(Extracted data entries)
* * *

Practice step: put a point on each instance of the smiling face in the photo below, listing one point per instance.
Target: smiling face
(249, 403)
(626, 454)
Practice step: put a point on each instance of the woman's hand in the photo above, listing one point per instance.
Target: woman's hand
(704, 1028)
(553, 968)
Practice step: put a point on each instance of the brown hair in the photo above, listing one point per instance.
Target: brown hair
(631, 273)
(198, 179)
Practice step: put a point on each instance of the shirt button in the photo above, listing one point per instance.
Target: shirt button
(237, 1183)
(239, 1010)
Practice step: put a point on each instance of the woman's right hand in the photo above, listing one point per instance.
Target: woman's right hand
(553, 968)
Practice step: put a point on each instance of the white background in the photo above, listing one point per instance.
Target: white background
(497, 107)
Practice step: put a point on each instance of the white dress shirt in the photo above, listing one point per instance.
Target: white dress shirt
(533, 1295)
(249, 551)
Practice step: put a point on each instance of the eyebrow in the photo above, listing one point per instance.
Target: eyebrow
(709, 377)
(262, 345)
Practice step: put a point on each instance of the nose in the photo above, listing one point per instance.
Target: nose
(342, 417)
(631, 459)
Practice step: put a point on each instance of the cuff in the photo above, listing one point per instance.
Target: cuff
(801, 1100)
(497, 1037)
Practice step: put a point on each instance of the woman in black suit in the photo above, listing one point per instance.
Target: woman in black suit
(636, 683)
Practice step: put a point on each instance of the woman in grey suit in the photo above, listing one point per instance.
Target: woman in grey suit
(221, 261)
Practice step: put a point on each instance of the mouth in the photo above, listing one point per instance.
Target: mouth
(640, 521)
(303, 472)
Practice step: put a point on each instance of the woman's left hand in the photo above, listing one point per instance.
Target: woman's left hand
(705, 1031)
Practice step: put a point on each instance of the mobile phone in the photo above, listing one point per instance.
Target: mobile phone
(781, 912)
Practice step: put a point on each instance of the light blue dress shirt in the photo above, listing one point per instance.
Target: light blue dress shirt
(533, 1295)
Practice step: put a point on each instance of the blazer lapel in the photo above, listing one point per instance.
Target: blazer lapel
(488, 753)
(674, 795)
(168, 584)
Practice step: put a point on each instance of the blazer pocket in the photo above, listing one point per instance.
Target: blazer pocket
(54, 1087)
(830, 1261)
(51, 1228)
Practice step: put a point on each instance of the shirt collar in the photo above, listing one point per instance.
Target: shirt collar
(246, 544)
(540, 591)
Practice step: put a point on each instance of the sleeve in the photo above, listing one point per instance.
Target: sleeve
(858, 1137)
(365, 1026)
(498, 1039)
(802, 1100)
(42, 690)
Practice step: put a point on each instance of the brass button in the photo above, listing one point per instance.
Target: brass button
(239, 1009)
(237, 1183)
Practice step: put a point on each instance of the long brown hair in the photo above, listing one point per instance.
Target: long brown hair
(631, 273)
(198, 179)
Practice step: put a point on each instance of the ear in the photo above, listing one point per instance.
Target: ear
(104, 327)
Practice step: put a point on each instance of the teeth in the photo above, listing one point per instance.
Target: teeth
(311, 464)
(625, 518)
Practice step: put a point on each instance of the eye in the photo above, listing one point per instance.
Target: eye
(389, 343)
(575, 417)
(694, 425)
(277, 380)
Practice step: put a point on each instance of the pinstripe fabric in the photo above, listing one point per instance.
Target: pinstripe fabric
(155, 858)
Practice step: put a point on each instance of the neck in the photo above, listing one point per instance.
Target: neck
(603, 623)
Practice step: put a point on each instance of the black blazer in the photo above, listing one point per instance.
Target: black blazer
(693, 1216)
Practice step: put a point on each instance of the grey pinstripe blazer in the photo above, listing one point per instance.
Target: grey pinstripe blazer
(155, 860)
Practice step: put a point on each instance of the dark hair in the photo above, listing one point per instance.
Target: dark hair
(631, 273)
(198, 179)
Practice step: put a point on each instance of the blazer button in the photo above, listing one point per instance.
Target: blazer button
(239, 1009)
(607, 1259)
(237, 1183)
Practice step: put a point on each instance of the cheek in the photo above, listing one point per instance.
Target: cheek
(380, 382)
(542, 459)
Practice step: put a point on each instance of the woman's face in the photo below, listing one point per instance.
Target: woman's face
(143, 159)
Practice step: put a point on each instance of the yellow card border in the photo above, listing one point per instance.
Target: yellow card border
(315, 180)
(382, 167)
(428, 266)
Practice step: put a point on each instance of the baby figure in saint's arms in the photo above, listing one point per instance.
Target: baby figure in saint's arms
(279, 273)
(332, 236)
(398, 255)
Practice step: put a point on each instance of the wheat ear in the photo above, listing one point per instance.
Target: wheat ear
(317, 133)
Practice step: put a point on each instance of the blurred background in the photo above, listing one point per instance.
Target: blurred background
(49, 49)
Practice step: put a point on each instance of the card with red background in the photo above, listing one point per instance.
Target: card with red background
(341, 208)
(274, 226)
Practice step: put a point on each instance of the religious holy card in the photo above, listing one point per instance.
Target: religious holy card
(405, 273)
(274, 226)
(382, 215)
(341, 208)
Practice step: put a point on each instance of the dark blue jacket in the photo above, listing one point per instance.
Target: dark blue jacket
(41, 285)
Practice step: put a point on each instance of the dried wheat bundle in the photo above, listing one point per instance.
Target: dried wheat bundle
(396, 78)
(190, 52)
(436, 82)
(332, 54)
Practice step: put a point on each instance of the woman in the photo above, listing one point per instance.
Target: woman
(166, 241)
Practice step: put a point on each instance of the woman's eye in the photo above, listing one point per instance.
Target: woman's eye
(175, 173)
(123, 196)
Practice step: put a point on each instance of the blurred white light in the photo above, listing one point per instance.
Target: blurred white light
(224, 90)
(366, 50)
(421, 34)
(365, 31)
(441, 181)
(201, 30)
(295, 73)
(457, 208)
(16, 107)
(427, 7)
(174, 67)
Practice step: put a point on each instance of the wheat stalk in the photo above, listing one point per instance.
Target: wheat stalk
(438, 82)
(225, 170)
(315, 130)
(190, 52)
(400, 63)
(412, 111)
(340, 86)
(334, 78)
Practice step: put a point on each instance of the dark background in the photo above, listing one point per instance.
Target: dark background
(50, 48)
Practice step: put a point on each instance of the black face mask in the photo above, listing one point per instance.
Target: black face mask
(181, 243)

* * *

Task item:
Please copy out the records exactly as they appear.

Task result:
Practice step: put a point on each instance of the smiling face in the photo below, listing one point per instance.
Target: smiling face
(249, 403)
(626, 454)
Practice step: put a point on each instance of the woman's hand in the photo above, listing one point per instance.
Target: woman's hand
(704, 1028)
(553, 968)
Practice step: put a point on each instance of the brown hair in the photo above, listing one point per instance.
Target: brown hair
(631, 273)
(198, 179)
Practice step: put a point on each instance of the shirt button in the photo above, listing one point per instance.
Target: shirt button
(237, 1183)
(239, 1010)
Practice step: put a point on each instance of the woman's right hand in the photo above, listing one point per instance.
Target: woman's right hand
(553, 968)
Practice step: put a point on each instance of the white background in the photo above, listing one point per instance.
Target: white background
(497, 107)
Practice step: put a point on each instance of the white dress shirt in the photo above, listing one point per instance.
Target: white dress shirt
(533, 1295)
(249, 551)
Practice step: put a point on each instance of the eyebrow in the photo above, listing one point per instance.
Target: eyebrow
(709, 377)
(262, 345)
Practice step: put a point on each instance of the nose in the photo above, listing one point per instance.
Target: nose
(342, 417)
(631, 459)
Practice step: put a point on each instance of the cuff in the photo above, listing one point per instance.
Target: cuff
(801, 1100)
(497, 1037)
Practice step: put a point on each instance of the woman in black suit in the photo above, listing one point per instance.
Target: woman in black suit
(636, 683)
Practice step: put a point on each instance of the woman in grey suit in the photo above, listing one point per instance.
Target: woman in grey suit
(221, 261)
Practice step: put a point on each instance of the mouth in the photo above, listing one point per instance.
Target: mouth
(640, 521)
(303, 472)
Practice step: put a point on each instance of the woman's left hand in the photo above, listing one point per instance.
Target: woman's left hand
(705, 1031)
Practice step: put a point on each instance of the mobile phone in the photo above, listing one point per instance.
Target: mobile phone
(781, 912)
Practice step: put a point on each instance of the light blue dress shirt in the photo above, listing one point per instance.
Target: light blue dress shirt
(533, 1295)
Practice step: put a point on each instance of the blazer lapel in the photo above, listing one point per instance.
Target: blazer lapel
(488, 753)
(674, 795)
(168, 584)
Practice step: put a point on each instance of the blazer pocket in the photo above, listing one point per instance.
Target: blazer pocket
(54, 1087)
(830, 1261)
(51, 1228)
Practice step: put a point on each instance of the shirt collar in the photo above, listing one point per instance.
Target: shirt collar
(246, 544)
(540, 591)
Practice step: put a point on each instance of the sleeve in the photo above, listing one point per instance.
Target: sleeve
(858, 1137)
(365, 1026)
(498, 1039)
(802, 1100)
(42, 690)
Practice step: put a point on each instance of the brass button in the photo above, listing one point per instance.
Target: brass button
(239, 1009)
(237, 1183)
Practice step: put a point on each instance of the long brown hair in the photo above, listing one point per instance.
Target: long brown hair
(631, 273)
(198, 179)
Practice step: put a point on each instance of the ear in the photo above, listing one point per instance.
Target: ear
(104, 327)
Practice step: put a point on each instance of the teeth in the photo above, listing one point per instance.
Target: teeth
(311, 464)
(625, 518)
Practice step: put a point on each instance of the eye in the photo above, listing one point per instance.
Target: eye
(389, 343)
(575, 417)
(694, 425)
(277, 380)
Practice step: put a point on each instance of the pinstripe fabric in the photo above, listing one point per instance.
Target: pinstripe fabric
(155, 858)
Practice step: put a point on each instance of the neck in the photo above, listing one point per instance.
Target: neck
(603, 623)
Practice step: put a point on each instance of the black blazer in the photo above, listing one point per instance.
Target: black blazer
(693, 1216)
Practice step: put a point on each instance of the grey pinstripe blazer in the photo above, listing one point per instance.
Target: grey pinstripe blazer
(155, 860)
Practice step: put a point on each instance of the dark hair in the photo above, listing one point per instance.
Target: dark hair
(631, 273)
(198, 179)
Practice step: put a point on each instance of the blazer button in the photo above, listing one point per instance.
Target: blazer button
(239, 1009)
(607, 1259)
(237, 1183)
Practice step: put a point on each instance of the cheek in the photo above, listing one point per instance.
Target: cheek
(380, 382)
(542, 459)
Practice step: put a point on each instance of the woman's face in the photo below, listing one point per instance.
Target: woman's face
(143, 159)
Practice step: put a point on each instance of the yellow card border in the photo above, listing one point per instance.
Target: yellow card border
(315, 180)
(382, 167)
(428, 266)
Practice step: put a point on each instance of the baby figure in saint's arms in the photo above, listing one point per instance.
Target: baby figure in saint's arms
(279, 273)
(332, 236)
(398, 255)
Practice step: put a point on each instance of the wheat ear in the photo above, listing one point per instance.
Target: wheat ear
(317, 133)
Practice step: put a point on each instance of the blurred background in the photo above, listing one point per instance.
Target: blurred background
(49, 49)
Practice step: put a point on each instance of the card with red background in the photo above, listing one point per instance.
Target: card with red background
(341, 208)
(274, 226)
Practice step: put a point on each instance of the religious holy card in the photo above, listing one point per instance.
Target: religious holy card
(405, 273)
(274, 226)
(382, 215)
(341, 208)
Practice step: put a point on each instance of the dark blue jacket in the photo above, listing one point per instance.
Target: dark blue jacket
(41, 285)
Practice step: put a point on each instance of the dried wheat bundle in the photo above, listing one point per instance.
Target: dried wheat bundle
(396, 78)
(190, 52)
(436, 82)
(332, 54)
Practice step: put a point on each instance of the woman in the photo above, listing one point per instance.
Target: woman
(166, 241)
Practice step: put a point on each instance of the woman's eye in the photo above, listing one point per instance.
Target: woman's eye
(175, 173)
(123, 196)
Practice step: put a point on each instance of the blurred white light in the photo above, listing one point per instance.
Target: blurred white light
(224, 90)
(366, 50)
(421, 34)
(365, 31)
(441, 181)
(201, 30)
(295, 73)
(457, 208)
(16, 107)
(427, 7)
(174, 67)
Practice step: put a point on each instance of the wheat stalk in the photo above, listing one point per instance.
Target: wheat stalk
(438, 82)
(225, 170)
(315, 130)
(190, 52)
(400, 63)
(412, 111)
(340, 86)
(334, 78)
Practice step: put a point on each instance of the dark background in the photo above, listing one point per instance.
Target: dark background
(50, 48)
Practice step: put a point on each instance of the black face mask in the photo above, listing one point per instance.
Target: black face mask
(181, 243)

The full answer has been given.